▶ _Required tasks_
1. In the text about a fear of doors and a coffeeshop's bookshelves, which dictionary sits on the shelf?
2. Carry on the text about a fear of doors and a coffeeshop's bookshelves from the point where it stops.

== Exercise text

And damn, if I hadn’t written entirely different character who was afraid of doors. For entirely different reasons of course, in vastly different circumstances – but…if you’d asked me before all of this “Is a fear of doors a thing?”

I’d have said No. No one is afraid of doors. That’s silly. People are afraid of snakes, rats, elevators, planes, etc. But doors? Not a thing. And I certainly am not afraid of doors so these plays are not about me.

Unless we look at them metaphorically and then it might be possible that yes, indeed, some part of me MUST be afraid of doors.

What is the matter?

This coffeeshop has a series of bookshelves and on it are books. But almost none of them are books I’d want to read. I’m a fairly omnivorous reader but these books are very particular brands of self help – like: Babies with Down Syndrome: A new Parent’s Guide and Gold Rush: How to collect, invest and profit with Gold coins. It also features lots of dreamy pastel covers for what I assume is something called Angel Fiction (one is called The Eternal Rose) contrast those with the books with a dark bold font that screams macho pulp fiction. Probably several people will be shot and at least one of the main character men will have a torrid affair with a prostitute. There is also a copy Dictionary of Aquarium Terms and The Poet’s Market from 4 years ago. It feels like this is where books go to die – or just become decoration. I guess it’s good that they have somewhere to go! All this matter will not have mattered in vain.

====
== Data provided

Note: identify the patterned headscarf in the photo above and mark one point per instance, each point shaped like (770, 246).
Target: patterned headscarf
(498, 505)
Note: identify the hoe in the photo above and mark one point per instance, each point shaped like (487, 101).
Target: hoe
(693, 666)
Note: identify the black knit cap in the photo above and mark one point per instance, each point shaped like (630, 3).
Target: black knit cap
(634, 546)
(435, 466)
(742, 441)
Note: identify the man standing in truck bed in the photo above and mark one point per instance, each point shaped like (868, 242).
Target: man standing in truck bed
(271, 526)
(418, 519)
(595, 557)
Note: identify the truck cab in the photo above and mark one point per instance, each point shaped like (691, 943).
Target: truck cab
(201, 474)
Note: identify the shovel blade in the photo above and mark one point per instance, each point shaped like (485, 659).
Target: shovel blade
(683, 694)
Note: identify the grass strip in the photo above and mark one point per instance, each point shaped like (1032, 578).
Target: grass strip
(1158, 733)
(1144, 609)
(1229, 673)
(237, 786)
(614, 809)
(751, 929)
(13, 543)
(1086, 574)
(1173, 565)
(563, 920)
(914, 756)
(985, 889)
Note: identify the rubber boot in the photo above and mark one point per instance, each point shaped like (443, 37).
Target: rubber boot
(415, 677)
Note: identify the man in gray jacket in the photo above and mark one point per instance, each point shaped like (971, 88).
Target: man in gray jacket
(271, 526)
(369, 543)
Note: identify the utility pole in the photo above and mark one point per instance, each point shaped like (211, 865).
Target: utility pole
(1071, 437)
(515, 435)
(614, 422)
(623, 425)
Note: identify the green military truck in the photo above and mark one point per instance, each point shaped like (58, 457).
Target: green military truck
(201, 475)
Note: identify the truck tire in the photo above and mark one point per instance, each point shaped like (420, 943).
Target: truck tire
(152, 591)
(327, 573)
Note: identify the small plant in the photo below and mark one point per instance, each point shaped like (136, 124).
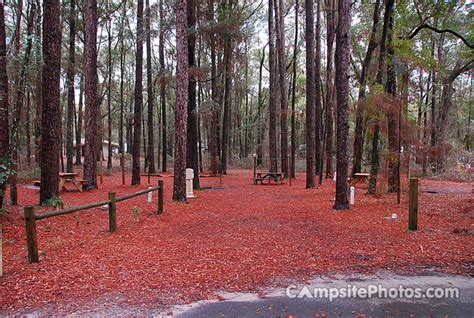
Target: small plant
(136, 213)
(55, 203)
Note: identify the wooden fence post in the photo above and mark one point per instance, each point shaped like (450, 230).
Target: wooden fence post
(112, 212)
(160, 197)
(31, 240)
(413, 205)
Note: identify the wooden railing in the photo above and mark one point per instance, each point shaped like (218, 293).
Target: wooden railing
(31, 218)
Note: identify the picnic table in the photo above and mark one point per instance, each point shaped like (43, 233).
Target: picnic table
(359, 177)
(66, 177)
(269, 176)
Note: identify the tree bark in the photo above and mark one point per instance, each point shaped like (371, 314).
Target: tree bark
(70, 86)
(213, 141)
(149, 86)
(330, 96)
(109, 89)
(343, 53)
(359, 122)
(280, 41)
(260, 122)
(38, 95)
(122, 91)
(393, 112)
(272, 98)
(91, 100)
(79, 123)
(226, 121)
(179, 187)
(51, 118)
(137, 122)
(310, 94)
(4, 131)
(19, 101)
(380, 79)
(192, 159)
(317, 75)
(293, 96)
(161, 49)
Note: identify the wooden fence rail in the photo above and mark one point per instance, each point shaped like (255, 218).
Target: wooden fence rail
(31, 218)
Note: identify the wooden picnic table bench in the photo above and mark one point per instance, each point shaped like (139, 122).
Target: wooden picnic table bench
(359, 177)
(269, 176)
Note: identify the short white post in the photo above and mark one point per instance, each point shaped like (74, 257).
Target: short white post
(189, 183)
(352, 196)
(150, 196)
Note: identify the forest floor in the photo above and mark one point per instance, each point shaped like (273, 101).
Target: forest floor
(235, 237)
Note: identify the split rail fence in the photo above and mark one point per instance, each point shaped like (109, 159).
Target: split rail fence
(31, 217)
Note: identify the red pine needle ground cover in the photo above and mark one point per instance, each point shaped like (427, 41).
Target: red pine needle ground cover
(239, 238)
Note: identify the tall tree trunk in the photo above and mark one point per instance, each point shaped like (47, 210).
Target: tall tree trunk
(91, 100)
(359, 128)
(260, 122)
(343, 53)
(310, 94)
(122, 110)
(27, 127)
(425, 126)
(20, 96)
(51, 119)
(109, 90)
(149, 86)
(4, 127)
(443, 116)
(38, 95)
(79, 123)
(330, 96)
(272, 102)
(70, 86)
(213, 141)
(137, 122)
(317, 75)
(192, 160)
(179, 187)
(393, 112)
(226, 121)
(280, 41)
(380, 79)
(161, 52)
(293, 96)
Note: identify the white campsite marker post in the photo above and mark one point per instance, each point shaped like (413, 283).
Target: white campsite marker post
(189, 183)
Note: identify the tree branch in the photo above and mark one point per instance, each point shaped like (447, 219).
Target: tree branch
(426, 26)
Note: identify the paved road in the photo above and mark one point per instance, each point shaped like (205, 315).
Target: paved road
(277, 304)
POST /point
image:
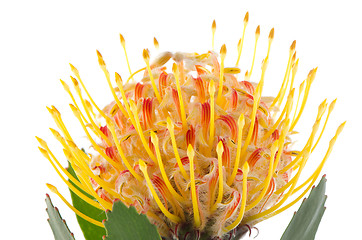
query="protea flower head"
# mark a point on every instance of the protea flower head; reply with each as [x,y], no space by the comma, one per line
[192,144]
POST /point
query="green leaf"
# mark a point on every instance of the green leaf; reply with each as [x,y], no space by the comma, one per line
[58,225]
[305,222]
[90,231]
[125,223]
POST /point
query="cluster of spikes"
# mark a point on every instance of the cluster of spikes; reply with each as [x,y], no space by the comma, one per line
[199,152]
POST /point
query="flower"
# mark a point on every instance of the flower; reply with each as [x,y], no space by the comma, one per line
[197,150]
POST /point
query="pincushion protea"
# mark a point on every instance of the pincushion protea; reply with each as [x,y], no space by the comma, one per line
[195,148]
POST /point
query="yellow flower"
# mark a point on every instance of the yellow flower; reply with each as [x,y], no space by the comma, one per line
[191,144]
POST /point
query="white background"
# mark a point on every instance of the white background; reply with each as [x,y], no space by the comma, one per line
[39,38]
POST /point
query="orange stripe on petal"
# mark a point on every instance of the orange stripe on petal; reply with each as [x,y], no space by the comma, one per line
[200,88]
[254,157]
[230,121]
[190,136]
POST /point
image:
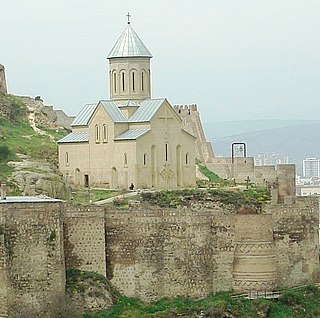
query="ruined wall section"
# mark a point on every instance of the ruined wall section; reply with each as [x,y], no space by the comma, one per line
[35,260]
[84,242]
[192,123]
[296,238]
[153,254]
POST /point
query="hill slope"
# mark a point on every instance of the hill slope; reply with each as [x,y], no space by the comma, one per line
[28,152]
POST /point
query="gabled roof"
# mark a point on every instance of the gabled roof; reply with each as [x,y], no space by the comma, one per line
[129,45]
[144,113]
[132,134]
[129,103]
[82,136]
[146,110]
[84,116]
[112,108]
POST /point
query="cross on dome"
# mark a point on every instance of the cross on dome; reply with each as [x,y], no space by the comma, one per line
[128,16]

====
== Data provided

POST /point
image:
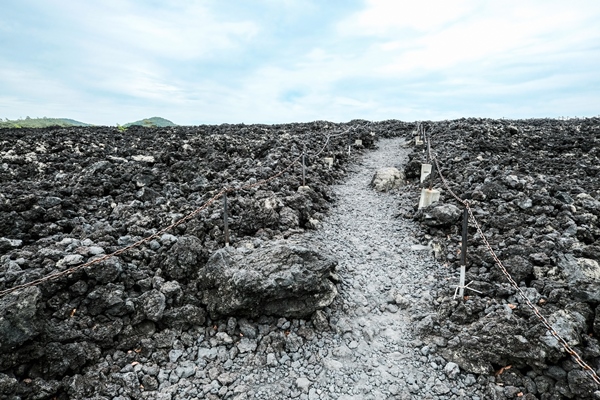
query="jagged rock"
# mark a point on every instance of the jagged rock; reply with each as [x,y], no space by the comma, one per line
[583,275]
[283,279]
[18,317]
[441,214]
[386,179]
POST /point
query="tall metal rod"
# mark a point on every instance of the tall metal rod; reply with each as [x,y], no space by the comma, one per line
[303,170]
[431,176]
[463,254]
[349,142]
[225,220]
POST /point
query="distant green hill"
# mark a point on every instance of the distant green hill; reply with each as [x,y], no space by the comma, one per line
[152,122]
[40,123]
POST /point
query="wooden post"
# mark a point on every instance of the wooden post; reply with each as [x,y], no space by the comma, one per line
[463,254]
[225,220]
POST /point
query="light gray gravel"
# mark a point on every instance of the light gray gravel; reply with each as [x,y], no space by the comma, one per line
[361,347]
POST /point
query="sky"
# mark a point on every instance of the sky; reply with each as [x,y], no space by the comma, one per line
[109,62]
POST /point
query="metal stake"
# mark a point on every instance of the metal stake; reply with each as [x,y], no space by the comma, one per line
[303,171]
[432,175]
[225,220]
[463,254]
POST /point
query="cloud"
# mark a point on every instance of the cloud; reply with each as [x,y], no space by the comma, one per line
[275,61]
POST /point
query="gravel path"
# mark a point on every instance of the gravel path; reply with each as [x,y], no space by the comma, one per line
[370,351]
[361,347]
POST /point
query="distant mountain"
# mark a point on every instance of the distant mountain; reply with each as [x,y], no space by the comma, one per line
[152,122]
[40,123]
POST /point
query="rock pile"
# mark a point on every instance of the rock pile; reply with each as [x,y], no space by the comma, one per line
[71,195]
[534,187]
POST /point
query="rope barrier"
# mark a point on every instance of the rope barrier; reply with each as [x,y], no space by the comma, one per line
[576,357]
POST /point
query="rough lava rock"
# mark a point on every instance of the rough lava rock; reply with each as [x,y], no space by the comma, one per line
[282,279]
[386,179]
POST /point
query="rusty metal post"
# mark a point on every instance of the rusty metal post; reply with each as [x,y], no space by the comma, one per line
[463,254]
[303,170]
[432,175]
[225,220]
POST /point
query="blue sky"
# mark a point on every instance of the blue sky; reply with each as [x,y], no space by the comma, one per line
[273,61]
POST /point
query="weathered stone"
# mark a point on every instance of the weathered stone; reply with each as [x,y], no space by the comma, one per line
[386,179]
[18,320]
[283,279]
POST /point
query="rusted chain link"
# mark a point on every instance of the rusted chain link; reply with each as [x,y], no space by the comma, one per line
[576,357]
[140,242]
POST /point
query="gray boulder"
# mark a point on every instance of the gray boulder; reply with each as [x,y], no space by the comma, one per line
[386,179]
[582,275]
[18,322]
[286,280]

====

▶ _Answers to the tasks_
1. Dictionary of Aquarium Terms.

2.
Where are my Switzers?

It’s funny to think of Swiss fellas as being the go to guard – the mercenaries of their age (and still are for the Pope.) The Switzerland I think of is famous for neutrality – but the relationship between those things is interesting. You CAN be hired muscle if you famously don’t pick sides. Maybe the neutrality we think of now originated in that mercenary impulse. You could hire them because they were hire-able – and then that quality made them good candidates for neutrality.

O my dear Gertude, this, Like to a murdering piece, in many places Gives me superfluous death.

Extra death, excessive death, too much death, which, of course, there absolutely can be. The TV show I was watching last night had superfluous death. But any death that happens to YOU is too much. You don’t need extra death to have too much death as an individual. Death on top of death isn’t really possible. You really only need one to have too much of it.
But I suppose Claudius feels as though he’s being killed in multiple places. He’s getting the scattershot of the cannon, feeling lots of hits. But he is actually fine. That he can stand there to say this would suggest he’s doing okay.

Wherein necessity, of matter beggar’d, Will nothing stick our person to arraign In ear and ear.

O will people put some poison in one another’s ears? Is that a thing you’re worried people might do? Even if it’s metaphorical poison?

This is such a curious turn of phrase, though. It’s like, built to be unclear. It’s a very convoluted idea after a series of fairly concrete images. It’s abstract.

Necessity personified and going around trying people in other people’s ears due to lack of information? It’s a hard right turn in this speech. Very very interesting.

Feeds on his wonder, keeps himself in clouds, And wants not buzzers to infest his ear With pestilent speeches of his father’s death

Feeding on wonder and keeping one’s self in clouds doesn’t necessarily sound bad. It sounds rather dreamy certainly. It makes me think of Elfine in Cold Comfort Farm who periodically drifts through the woods spouting poetry. I have some sympathy for this romantic impulse for the desire to eat awe, to float, to never touch the ground.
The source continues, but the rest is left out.